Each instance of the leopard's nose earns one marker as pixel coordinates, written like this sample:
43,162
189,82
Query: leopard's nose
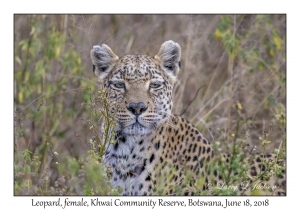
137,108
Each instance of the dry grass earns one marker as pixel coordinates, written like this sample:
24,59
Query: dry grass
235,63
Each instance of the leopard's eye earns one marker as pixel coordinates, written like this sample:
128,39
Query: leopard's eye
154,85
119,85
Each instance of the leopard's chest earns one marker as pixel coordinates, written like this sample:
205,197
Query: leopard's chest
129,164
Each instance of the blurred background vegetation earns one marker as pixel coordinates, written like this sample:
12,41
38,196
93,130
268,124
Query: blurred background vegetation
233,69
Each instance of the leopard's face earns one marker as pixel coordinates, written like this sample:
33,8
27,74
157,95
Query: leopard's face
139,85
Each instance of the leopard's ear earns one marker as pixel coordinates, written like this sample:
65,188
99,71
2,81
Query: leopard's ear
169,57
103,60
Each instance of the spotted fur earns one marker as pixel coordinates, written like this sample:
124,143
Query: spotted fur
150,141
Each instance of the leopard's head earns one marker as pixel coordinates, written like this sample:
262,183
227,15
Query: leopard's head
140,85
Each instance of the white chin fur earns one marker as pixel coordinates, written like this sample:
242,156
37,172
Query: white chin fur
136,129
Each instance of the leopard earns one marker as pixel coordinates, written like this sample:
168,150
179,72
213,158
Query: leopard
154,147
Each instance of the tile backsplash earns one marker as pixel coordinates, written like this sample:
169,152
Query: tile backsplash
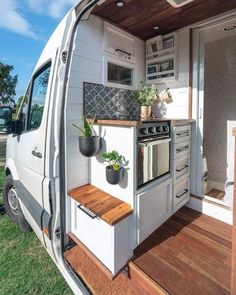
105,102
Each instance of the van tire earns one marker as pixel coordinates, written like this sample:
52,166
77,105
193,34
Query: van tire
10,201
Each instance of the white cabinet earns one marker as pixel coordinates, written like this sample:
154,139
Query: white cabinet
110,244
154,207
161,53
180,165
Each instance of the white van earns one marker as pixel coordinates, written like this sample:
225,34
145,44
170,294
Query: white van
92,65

----------

== ZU ERLEDIGENDE AUFGABE ==
Ersetze in allen Datensätzen oben „pixel coordinates“ durch „image coordinates“ und gib sie sonst unverändert wieder. Lass die Bilder dabei bitte weg.

== RICHTIGE ANTWORT ==
Each instance of the leopard's nose earns one marker as image coordinates, written like this sample:
43,162
189,82
Query: leopard's nose
137,108
Each instance of the dry grass earns one marker as image coordinates, written like this sample:
24,59
Query: dry grass
235,63
Each instance of the leopard's eye earns one marker as image coordinates, written like this sample:
128,39
Query: leopard's eye
154,85
119,85
Each instance of the leopard's chest earns one marker as image coordinates, written like this sample:
205,197
Query: leopard's chest
129,164
Each instance of the blurred background vegetation earns one marker as image coordinates, written like this sample:
12,41
38,196
93,130
268,124
Query: blurred background vegetation
233,69
Each instance of the leopard's face earns one marker as image coordinates, written like this sample:
33,8
27,74
157,95
Query: leopard's face
139,85
Each instance of the leopard's ear earns one marker as image coordinates, written like this sample:
65,188
99,71
2,81
Query: leopard's ear
169,57
103,60
Each instance of the spotted fur earns one marker as image coordinates, written like this sample:
124,143
Query: spotted fur
150,141
Each instance of the leopard's head earns one marker as image coordinates, written like this sample:
262,183
227,15
Query: leopard's head
140,85
Each instance of the white chin fur earns one marker as image coordinates, written like this sample:
242,156
37,172
Query: white chin fur
136,129
Each instance of the leopard earns one marker as image coordinates, written like this sample:
168,150
179,72
213,158
Query: leopard
154,147
Each instance of the tile backsplash earns one marker as image coordinates, written like this sample:
169,152
Query: tile backsplash
105,102
Each instance of the van tire earns one marker as image coordinates, written like this sample:
52,166
77,105
193,34
Query: van tire
10,201
Each instance of the white cabinet earns one marker as image coordinates, written like this sample:
154,139
Query: white cabinet
110,244
154,207
161,53
180,165
Each instance of the white van earns one marker as image coordinates, written like this sample:
225,34
145,44
170,294
Query: white van
92,65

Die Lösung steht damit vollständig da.